EXCERPTED DATA –
################
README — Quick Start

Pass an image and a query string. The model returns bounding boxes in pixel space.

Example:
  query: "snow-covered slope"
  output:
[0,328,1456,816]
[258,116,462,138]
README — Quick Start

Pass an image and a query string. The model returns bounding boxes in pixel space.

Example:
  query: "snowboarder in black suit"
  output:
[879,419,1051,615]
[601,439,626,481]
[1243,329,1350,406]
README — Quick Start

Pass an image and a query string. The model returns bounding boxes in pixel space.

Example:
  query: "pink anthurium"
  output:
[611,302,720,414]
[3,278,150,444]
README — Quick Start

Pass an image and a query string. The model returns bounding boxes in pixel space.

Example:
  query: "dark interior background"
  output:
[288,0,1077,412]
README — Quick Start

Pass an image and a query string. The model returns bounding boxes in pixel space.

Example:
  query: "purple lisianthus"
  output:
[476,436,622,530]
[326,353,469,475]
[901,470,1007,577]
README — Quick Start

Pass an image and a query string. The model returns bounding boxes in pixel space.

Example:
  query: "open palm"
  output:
################
JOB –
Rewrite the listing above, replacing "query string" with "text prompt" and changing nothing else.

RESPONSE TO THIS TASK –
README — Quick Start

Pass an image and a text prompt. The model returns bounding boxes in pixel space.

Example:
  query: "snow-covered slope"
  output:
[0,328,1456,816]
[258,116,462,138]
README — Quick Start

Pass an image and a text prompt. The model returns bounding boxes in pixel space.

Example:
  query: "snowboarder in black suit"
  output:
[879,419,1051,615]
[601,439,626,481]
[1243,329,1350,406]
README — Quick Start

Pass an image and a text prompt. The model returns bounding boxes in pixel space.

Example:
  query: "pink anthurium"
  output:
[611,302,720,414]
[3,278,150,444]
README — Quick Start

Pass an image and a text prompt. The model returns bounding boxes in pixel space.

Example:
  query: "dark interior background"
  output:
[288,0,1077,412]
README — Quick Start

Pass an image and a text prompt. The model returns bounding boxes in pixel space.

Example:
  query: "purple lisianthus"
  output:
[476,436,622,530]
[326,353,469,475]
[901,470,1007,577]
README — Quick Start

Pass an image and a text prompt. The model returns bounding boxes in pixel space.

Example:
  query: "open palm"
  output:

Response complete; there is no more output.